◆ **Directive A**:
Answer these questions about the econometrics problem set, marking each answer (i), (ii), or (iii):
(i) In what file format might the reader be reading the problem set?
(ii) Where is the RMarkdown file used to create it posted?
(iii) How is the variable wage described?

## begin Selected excerpt

This will be an empirical problem set examining the cps dataset that we have ofen referred to in class. You may be reading this in a pdf file, which was created using RMarkdown. The RMarkdown file used to create this file is posted on CCLE and contains code boxes to help you get started. You may want to load the RMarkdown file in RStudio and work on it directly to obtain your answers and display your code.
To get started: (i) Clear the workspace, (ii) Load the
PoEdata, and (iii) Import the cps dataset. The
description of all the variables contained in the cps
dataset can be found at the following website: http://www.principlesofeconometrics.com/poe4/data/def/cps.def
# Tell R to clear the workspace
rm(list = ls())
# Tell R to load the PoEdata library
cps_url <- "https://raw.githubusercontent.com/ccolonescu/PoEdata/master/data/cps.rda"
load(url(cps_url))
(25 pts) Consider a basic model in which we regress wages on education in a model \[{\rm wage} = \beta_1 + \beta_2\text{educ} + \epsilon.\]
**+ What is the description of the variable wage in the
data? “wage” is the earnings per hour
**+ What is the description of the variable educ? “educ”

## end Selected excerpt
## begin Extracted entries

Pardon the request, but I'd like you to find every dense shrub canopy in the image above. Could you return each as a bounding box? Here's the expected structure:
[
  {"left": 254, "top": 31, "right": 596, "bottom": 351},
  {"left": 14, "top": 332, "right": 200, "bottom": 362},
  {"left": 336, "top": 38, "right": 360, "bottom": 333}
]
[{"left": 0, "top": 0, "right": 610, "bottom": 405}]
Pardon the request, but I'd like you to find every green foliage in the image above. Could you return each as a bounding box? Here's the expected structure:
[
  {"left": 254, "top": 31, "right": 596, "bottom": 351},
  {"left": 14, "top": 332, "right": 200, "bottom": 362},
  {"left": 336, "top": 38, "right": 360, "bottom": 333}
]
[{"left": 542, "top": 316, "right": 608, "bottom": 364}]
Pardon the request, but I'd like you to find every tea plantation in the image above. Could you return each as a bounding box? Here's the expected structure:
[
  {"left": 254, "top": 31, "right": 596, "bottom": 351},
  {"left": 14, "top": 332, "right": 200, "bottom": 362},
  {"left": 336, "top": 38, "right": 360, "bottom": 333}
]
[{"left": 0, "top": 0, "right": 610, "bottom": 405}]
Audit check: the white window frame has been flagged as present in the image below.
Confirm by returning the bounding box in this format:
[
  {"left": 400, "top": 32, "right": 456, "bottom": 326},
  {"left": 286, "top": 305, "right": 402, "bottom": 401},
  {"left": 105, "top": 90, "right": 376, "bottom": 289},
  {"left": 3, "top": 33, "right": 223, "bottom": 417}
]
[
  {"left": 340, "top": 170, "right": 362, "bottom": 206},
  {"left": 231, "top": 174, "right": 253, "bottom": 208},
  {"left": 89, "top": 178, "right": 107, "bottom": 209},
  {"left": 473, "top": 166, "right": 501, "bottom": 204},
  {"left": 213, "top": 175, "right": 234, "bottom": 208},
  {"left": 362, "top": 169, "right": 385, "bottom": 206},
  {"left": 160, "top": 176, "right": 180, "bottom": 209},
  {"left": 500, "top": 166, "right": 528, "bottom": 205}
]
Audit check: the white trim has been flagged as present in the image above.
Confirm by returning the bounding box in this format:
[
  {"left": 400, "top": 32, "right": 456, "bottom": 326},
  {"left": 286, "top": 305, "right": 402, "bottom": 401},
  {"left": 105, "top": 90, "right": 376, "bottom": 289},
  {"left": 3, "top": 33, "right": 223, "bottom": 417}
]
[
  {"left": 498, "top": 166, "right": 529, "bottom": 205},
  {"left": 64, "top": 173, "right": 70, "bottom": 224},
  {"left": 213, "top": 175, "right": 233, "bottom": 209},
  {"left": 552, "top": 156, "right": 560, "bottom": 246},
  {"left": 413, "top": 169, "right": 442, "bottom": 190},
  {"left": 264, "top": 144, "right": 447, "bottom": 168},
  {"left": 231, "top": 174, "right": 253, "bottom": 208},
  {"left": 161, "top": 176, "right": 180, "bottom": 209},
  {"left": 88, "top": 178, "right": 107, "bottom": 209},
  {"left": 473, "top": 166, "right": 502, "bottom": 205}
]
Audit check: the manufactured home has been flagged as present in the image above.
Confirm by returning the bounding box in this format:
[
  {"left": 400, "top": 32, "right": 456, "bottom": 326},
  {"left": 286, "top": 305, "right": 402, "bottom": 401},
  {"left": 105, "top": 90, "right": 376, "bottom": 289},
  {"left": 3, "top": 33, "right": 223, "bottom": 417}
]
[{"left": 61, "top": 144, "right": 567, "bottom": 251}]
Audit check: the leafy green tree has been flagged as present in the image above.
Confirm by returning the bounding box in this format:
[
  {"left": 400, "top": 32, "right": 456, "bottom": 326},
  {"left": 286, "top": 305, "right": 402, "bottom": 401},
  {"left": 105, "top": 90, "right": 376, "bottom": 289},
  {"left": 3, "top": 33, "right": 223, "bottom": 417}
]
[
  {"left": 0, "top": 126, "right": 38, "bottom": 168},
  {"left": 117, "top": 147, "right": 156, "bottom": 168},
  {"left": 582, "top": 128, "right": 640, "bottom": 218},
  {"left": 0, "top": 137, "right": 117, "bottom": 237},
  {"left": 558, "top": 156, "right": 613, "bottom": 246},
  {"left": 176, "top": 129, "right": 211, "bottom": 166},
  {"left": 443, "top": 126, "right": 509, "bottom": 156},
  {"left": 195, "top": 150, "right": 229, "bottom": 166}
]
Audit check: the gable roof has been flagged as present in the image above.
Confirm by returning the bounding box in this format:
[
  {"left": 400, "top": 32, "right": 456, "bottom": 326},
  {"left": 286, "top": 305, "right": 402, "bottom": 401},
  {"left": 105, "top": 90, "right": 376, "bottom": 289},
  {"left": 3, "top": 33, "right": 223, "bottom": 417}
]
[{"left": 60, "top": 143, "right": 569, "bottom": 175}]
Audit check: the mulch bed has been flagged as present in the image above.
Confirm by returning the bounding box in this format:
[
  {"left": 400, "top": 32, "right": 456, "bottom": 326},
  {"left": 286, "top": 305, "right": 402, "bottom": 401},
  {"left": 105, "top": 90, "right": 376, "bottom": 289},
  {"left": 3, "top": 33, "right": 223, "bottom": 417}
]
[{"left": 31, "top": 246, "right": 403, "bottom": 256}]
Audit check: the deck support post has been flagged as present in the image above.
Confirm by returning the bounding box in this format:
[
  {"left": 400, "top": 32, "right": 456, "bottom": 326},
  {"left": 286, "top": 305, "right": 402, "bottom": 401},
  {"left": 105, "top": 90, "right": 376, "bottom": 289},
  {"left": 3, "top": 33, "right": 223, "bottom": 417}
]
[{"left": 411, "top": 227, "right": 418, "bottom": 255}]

## end Extracted entries

◆ **Directive B**: Count the lines of the records above that contain the word "white", treating uppercase and lowercase as distinct. Reply with the number alone.

◆ **Problem solution A**:
(i) A pdf file
(ii) On CCLE
(iii) As the earnings per hour

◆ **Problem solution B**: 2